**What is needed**: Copy each of the records below character for character, leaving nothing out and changing nothing.

**Listed records**:
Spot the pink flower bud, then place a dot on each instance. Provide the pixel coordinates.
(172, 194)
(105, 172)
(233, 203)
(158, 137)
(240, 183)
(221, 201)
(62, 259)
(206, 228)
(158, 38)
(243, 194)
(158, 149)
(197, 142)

**Full response**:
Spot the pink flower bud, then place a dot on each instance. Provide the pixel coordinates.
(172, 194)
(105, 172)
(233, 203)
(158, 137)
(240, 183)
(221, 201)
(62, 259)
(206, 228)
(158, 38)
(243, 194)
(158, 149)
(197, 142)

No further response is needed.